Stated exercise. Repeat word for word everything from the line containing "Where in this photo can the gravel" to the end of the listing, first and last lines included, and only that.

::::::

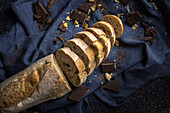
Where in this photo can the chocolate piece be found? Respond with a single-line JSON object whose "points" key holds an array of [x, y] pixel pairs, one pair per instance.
{"points": [[62, 27], [85, 7], [78, 93], [108, 66], [147, 39], [79, 16], [134, 18], [55, 40], [40, 12], [49, 20], [113, 86], [50, 3], [124, 2], [144, 25], [60, 37]]}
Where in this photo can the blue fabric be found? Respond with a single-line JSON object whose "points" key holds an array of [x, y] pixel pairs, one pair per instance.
{"points": [[23, 43]]}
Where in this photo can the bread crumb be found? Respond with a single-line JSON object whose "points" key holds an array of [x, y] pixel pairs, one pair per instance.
{"points": [[117, 1], [134, 27], [121, 14], [68, 18], [85, 25], [108, 76]]}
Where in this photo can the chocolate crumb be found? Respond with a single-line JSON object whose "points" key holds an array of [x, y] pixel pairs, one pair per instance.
{"points": [[124, 2], [78, 93], [49, 20], [113, 86], [50, 3], [60, 37], [134, 18], [148, 39]]}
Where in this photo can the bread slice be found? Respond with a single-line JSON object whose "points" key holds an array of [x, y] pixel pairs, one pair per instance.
{"points": [[85, 53], [101, 36], [72, 66], [94, 43], [39, 82], [108, 29], [116, 24]]}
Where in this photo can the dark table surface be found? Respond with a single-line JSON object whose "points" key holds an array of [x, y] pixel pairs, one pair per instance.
{"points": [[153, 97]]}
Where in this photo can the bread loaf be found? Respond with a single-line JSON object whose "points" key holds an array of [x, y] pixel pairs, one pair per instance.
{"points": [[101, 36], [94, 43], [108, 29], [41, 81], [85, 53], [116, 24], [72, 66]]}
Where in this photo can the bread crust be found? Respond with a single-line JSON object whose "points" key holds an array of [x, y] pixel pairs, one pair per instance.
{"points": [[94, 43], [72, 66], [102, 38], [40, 79], [85, 53]]}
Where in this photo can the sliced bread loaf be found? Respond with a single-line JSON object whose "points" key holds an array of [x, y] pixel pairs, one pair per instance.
{"points": [[116, 24], [101, 36], [72, 66], [86, 54], [108, 29], [94, 43]]}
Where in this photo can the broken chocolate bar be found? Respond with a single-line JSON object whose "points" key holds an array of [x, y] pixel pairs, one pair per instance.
{"points": [[124, 2], [40, 12], [79, 16], [50, 3], [62, 27], [108, 66], [148, 39], [85, 7], [134, 18], [113, 86], [78, 93]]}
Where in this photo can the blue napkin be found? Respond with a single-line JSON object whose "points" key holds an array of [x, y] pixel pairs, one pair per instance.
{"points": [[23, 43]]}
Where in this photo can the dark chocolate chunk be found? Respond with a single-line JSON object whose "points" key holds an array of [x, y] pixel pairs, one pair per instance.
{"points": [[60, 37], [85, 7], [50, 3], [153, 32], [124, 2], [40, 12], [104, 11], [144, 25], [108, 66], [55, 40], [78, 93], [62, 27], [134, 18], [49, 20], [113, 86], [79, 16], [148, 39]]}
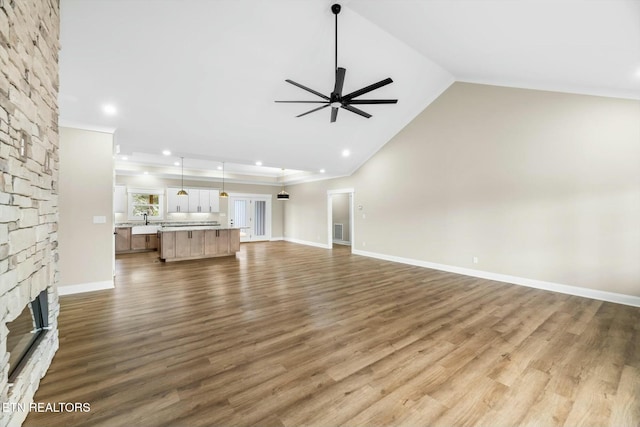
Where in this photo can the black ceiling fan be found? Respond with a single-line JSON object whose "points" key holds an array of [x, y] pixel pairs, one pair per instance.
{"points": [[336, 99]]}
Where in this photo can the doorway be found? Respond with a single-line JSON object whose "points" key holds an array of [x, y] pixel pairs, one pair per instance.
{"points": [[340, 217], [252, 214]]}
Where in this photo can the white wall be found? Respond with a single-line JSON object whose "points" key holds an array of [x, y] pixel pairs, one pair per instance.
{"points": [[86, 192], [536, 185]]}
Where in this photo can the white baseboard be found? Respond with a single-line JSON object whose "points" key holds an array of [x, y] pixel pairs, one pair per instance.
{"points": [[305, 242], [522, 281], [85, 287]]}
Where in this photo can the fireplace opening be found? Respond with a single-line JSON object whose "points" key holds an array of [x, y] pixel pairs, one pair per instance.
{"points": [[25, 332]]}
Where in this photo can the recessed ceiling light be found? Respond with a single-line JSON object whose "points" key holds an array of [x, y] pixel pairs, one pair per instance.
{"points": [[109, 109]]}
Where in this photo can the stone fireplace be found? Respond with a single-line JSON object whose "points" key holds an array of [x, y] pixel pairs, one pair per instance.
{"points": [[29, 45]]}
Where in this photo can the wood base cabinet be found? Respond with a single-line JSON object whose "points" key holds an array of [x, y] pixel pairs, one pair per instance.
{"points": [[123, 239], [141, 242], [128, 242], [196, 244]]}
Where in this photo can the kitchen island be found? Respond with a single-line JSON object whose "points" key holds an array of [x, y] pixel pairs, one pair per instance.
{"points": [[195, 242]]}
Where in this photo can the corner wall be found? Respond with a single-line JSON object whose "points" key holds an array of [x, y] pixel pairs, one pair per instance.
{"points": [[538, 186], [86, 199], [29, 34]]}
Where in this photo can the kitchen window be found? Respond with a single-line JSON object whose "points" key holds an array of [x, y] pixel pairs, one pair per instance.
{"points": [[145, 201]]}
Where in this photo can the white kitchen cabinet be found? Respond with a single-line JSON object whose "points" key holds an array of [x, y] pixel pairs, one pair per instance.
{"points": [[120, 199], [176, 203], [199, 200]]}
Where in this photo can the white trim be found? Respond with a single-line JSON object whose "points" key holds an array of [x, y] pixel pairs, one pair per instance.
{"points": [[305, 242], [522, 281], [85, 287]]}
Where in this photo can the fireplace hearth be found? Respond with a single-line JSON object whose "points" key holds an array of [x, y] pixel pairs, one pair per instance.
{"points": [[26, 332]]}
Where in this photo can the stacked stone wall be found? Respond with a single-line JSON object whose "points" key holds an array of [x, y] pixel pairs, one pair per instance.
{"points": [[29, 45]]}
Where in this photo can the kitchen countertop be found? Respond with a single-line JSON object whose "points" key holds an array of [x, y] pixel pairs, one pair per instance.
{"points": [[196, 227], [169, 223]]}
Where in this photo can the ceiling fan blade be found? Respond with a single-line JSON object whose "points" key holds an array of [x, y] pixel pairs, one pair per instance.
{"points": [[315, 109], [340, 73], [303, 102], [307, 89], [356, 110], [373, 101], [367, 89]]}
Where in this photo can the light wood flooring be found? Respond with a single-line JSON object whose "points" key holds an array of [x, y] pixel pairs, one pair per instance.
{"points": [[289, 335]]}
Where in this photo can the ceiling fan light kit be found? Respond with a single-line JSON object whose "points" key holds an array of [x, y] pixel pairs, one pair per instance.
{"points": [[336, 99]]}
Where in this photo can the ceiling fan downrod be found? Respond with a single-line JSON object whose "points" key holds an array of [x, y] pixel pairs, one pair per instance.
{"points": [[336, 100]]}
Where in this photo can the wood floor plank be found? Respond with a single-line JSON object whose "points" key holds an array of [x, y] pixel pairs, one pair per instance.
{"points": [[289, 335]]}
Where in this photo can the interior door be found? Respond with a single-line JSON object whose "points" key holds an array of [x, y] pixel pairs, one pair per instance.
{"points": [[252, 215]]}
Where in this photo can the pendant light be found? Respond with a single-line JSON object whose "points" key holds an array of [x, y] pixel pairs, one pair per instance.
{"points": [[283, 195], [224, 194], [182, 192]]}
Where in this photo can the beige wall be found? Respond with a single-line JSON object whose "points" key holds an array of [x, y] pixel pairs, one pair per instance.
{"points": [[340, 213], [29, 170], [86, 191], [535, 184], [149, 181]]}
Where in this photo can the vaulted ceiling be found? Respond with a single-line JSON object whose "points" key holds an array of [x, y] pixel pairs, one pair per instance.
{"points": [[200, 77]]}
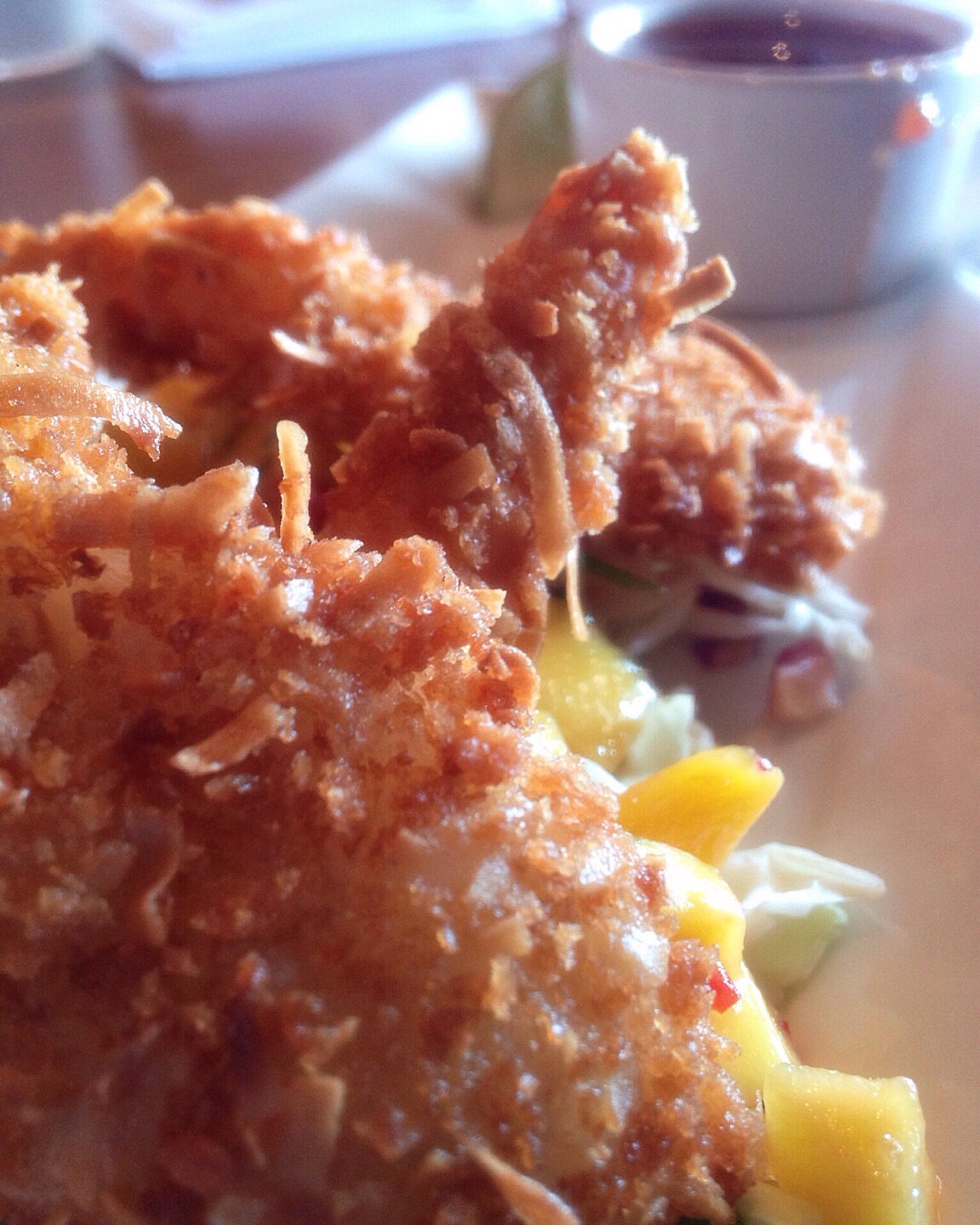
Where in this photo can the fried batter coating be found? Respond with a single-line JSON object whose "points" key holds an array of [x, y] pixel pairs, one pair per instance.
{"points": [[300, 921], [726, 457], [730, 459], [283, 322], [506, 454]]}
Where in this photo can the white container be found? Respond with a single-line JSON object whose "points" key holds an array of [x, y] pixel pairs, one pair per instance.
{"points": [[823, 186], [44, 36]]}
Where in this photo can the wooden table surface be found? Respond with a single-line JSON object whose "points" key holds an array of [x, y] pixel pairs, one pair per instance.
{"points": [[83, 139]]}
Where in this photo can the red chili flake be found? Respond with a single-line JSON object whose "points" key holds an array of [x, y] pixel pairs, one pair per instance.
{"points": [[717, 653], [804, 682], [726, 993]]}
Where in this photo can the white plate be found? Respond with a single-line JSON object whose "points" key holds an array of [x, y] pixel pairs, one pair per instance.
{"points": [[892, 783]]}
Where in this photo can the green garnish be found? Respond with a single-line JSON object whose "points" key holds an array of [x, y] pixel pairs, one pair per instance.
{"points": [[615, 575], [531, 142]]}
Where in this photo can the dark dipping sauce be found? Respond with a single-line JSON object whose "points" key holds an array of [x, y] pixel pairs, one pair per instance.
{"points": [[779, 38]]}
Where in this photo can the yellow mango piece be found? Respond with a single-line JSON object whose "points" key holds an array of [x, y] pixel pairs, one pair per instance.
{"points": [[852, 1147], [706, 908], [595, 693], [762, 1044], [704, 802]]}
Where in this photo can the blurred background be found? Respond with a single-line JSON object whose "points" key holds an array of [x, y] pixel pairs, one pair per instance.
{"points": [[223, 97]]}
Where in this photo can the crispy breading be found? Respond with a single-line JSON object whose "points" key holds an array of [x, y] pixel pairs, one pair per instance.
{"points": [[730, 459], [726, 457], [300, 921], [506, 454], [286, 323]]}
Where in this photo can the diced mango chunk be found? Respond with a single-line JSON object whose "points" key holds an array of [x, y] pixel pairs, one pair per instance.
{"points": [[702, 804], [852, 1147], [706, 908], [595, 695], [762, 1044], [766, 1205]]}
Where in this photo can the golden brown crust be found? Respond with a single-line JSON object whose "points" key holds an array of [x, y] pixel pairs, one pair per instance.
{"points": [[729, 459], [286, 323], [299, 923]]}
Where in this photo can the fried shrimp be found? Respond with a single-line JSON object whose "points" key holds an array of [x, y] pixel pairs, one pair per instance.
{"points": [[729, 459], [506, 457], [272, 320], [300, 920]]}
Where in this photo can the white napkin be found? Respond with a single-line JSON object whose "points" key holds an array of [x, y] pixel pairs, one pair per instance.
{"points": [[183, 38], [411, 188]]}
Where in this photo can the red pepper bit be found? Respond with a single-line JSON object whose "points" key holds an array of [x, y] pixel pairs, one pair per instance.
{"points": [[915, 120], [726, 993]]}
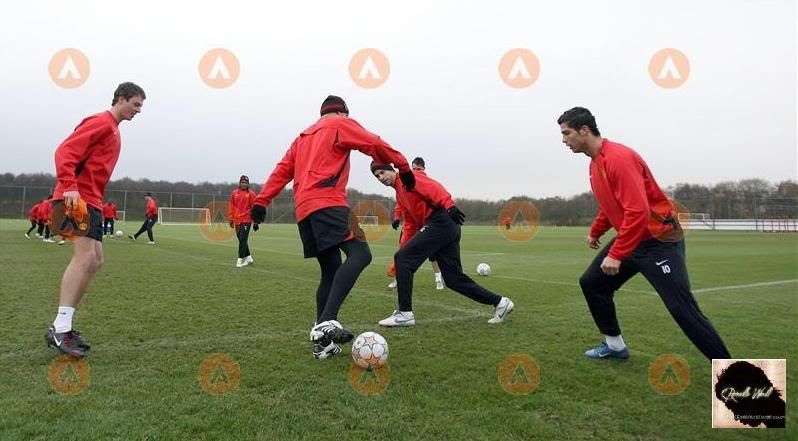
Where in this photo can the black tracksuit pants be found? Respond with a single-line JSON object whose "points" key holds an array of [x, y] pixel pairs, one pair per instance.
{"points": [[242, 233], [108, 226], [663, 265], [147, 226], [439, 239]]}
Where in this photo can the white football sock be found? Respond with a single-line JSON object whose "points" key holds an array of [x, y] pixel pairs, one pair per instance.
{"points": [[63, 320], [615, 343]]}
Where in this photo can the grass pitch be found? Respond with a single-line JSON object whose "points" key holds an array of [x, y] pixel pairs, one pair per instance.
{"points": [[154, 313]]}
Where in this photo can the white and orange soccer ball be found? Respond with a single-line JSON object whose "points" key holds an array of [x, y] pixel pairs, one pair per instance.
{"points": [[370, 350]]}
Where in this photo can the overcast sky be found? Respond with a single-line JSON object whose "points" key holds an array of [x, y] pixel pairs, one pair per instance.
{"points": [[734, 117]]}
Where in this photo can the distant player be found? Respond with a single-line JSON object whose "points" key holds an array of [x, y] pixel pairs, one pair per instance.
{"points": [[318, 163], [649, 240], [150, 218], [84, 163], [109, 217], [408, 230], [45, 215], [431, 209], [33, 217], [238, 214]]}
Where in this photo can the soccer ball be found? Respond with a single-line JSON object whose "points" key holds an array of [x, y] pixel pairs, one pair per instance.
{"points": [[370, 350]]}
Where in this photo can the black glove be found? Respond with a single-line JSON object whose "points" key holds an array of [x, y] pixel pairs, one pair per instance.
{"points": [[258, 213], [457, 216], [408, 179]]}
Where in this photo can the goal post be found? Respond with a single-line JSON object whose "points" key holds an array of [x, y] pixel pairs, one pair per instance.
{"points": [[368, 222], [183, 216]]}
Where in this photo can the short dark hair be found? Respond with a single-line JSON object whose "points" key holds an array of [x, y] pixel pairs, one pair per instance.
{"points": [[577, 117], [128, 90]]}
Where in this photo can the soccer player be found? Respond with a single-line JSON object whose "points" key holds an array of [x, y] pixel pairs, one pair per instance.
{"points": [[408, 230], [84, 163], [649, 240], [45, 215], [33, 217], [109, 216], [318, 163], [238, 214], [150, 218], [40, 220], [431, 208]]}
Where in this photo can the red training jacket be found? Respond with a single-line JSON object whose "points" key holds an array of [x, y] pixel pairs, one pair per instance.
{"points": [[86, 159], [238, 209], [33, 214], [318, 163], [418, 205], [627, 195], [45, 211], [152, 208]]}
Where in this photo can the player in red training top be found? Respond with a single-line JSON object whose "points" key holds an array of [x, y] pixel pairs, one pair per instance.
{"points": [[150, 218], [318, 163], [408, 230], [33, 217], [84, 163], [109, 217], [238, 214], [649, 240], [429, 208]]}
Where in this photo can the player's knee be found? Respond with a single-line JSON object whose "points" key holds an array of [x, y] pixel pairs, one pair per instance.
{"points": [[588, 282], [451, 280]]}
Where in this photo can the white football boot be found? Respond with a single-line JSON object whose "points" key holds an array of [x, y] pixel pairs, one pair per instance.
{"points": [[503, 309], [399, 318]]}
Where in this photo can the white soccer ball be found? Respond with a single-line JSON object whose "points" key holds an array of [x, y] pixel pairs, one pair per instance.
{"points": [[370, 350]]}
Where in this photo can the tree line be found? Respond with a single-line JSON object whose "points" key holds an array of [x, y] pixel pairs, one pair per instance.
{"points": [[747, 198]]}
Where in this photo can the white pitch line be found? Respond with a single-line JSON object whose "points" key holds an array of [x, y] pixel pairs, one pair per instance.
{"points": [[749, 285]]}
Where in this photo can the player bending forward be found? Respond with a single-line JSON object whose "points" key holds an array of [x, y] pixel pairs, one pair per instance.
{"points": [[318, 163], [430, 207]]}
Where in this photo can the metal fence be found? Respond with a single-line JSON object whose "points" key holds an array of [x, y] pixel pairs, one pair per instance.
{"points": [[16, 201]]}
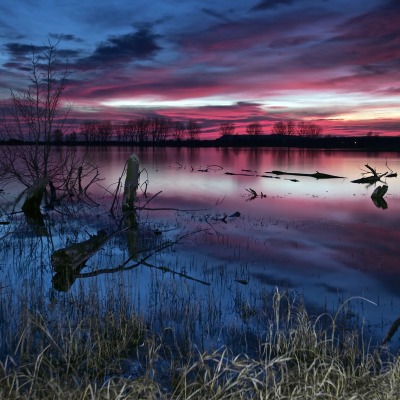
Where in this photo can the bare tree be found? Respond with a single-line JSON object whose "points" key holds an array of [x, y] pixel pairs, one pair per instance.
{"points": [[227, 128], [279, 128], [193, 128], [254, 129]]}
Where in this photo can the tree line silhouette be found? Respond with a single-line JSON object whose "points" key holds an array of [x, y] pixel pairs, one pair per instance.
{"points": [[160, 129]]}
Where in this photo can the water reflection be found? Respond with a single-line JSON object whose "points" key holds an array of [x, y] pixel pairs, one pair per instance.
{"points": [[325, 239]]}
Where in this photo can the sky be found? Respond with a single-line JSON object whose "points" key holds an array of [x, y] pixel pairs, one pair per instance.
{"points": [[333, 62]]}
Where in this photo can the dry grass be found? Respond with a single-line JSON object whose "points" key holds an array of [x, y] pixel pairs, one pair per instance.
{"points": [[110, 355]]}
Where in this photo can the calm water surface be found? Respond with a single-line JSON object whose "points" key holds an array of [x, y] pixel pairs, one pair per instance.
{"points": [[324, 240]]}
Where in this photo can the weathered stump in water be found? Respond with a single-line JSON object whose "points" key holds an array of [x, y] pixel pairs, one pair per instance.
{"points": [[380, 191], [377, 197], [33, 199], [69, 261], [131, 183]]}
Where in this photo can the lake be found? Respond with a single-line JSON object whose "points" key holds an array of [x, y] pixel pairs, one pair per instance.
{"points": [[215, 250]]}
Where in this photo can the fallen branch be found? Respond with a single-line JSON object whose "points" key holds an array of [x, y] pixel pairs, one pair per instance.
{"points": [[316, 175]]}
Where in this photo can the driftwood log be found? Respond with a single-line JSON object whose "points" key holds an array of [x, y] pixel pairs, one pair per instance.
{"points": [[374, 177], [69, 261], [316, 175], [33, 199]]}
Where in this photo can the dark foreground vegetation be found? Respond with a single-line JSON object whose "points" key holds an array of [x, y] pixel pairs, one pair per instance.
{"points": [[109, 353]]}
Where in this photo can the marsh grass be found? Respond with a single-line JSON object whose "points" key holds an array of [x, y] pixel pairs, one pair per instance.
{"points": [[102, 350]]}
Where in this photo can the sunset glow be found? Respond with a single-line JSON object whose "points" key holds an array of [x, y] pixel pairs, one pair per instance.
{"points": [[335, 63]]}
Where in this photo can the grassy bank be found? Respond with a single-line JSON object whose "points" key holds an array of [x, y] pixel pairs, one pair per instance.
{"points": [[88, 349]]}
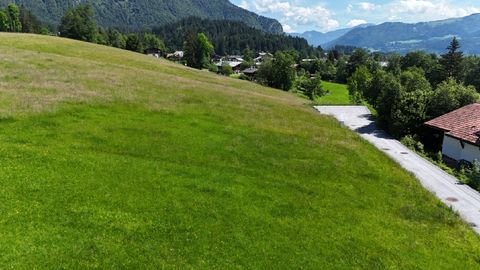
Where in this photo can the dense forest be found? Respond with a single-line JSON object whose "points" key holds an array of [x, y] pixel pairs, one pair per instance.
{"points": [[144, 14], [229, 37]]}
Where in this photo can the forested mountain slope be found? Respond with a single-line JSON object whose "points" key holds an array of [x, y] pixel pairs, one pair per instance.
{"points": [[135, 15]]}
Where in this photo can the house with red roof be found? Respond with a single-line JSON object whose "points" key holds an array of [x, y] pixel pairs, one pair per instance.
{"points": [[461, 129]]}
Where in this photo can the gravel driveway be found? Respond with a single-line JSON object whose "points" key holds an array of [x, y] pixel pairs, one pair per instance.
{"points": [[461, 198]]}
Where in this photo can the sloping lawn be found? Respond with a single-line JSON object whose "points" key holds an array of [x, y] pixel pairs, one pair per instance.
{"points": [[338, 94], [110, 159]]}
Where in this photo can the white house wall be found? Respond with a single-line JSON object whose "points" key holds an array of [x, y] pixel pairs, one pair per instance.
{"points": [[453, 149]]}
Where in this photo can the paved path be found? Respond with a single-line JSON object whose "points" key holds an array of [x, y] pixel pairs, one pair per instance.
{"points": [[461, 198]]}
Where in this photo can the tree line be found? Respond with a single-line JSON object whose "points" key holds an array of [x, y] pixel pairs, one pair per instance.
{"points": [[414, 88], [232, 37]]}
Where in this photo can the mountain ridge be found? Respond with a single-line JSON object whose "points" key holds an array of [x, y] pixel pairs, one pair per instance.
{"points": [[316, 38], [432, 36], [141, 14]]}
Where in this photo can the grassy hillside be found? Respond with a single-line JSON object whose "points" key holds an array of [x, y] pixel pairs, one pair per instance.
{"points": [[337, 94], [111, 159]]}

::::::

Task result.
Where in this photo can the gravel driveway be found? Respond with a single-line JSON object whose "points" key holds an array of [x, y] pixel pairs, one pair per instance.
{"points": [[461, 198]]}
Where in this photo can the sloping lawn be found? Respond with a single-line JSON object whose "points" key holds an array of [x, y] pixel pairs, one pair per instance.
{"points": [[338, 94], [110, 159]]}
Where in this photo can the white house wall be found? Respond with a single-line JSON object whose "points" key holds an array of [x, y] pixel pairs, one pair per instance.
{"points": [[453, 149]]}
Where in this photo can the paved path be found? Respond with a single-line JSON object whose "points" key holds an array of [x, y] pixel pairs, one pair per instance.
{"points": [[461, 198]]}
Where in this photo can the tree line be found? Respond with a single-line JSON object whose "points" key holds an array of [x, y] pixel pairs, one pair per instance.
{"points": [[414, 88], [232, 37]]}
Where in this photo can the mountain ridge be found? Respond with a single-line JSON object whose "points" key holds an array of [x, y] pixel pairs, one pair per instance.
{"points": [[316, 38], [432, 36], [141, 14]]}
Where in this photo can the grassy hillside be found? Respond with a single-line JSON object whose "points" key holds an array of [x, y] pixel pairs, one pair per instance.
{"points": [[337, 94], [111, 159]]}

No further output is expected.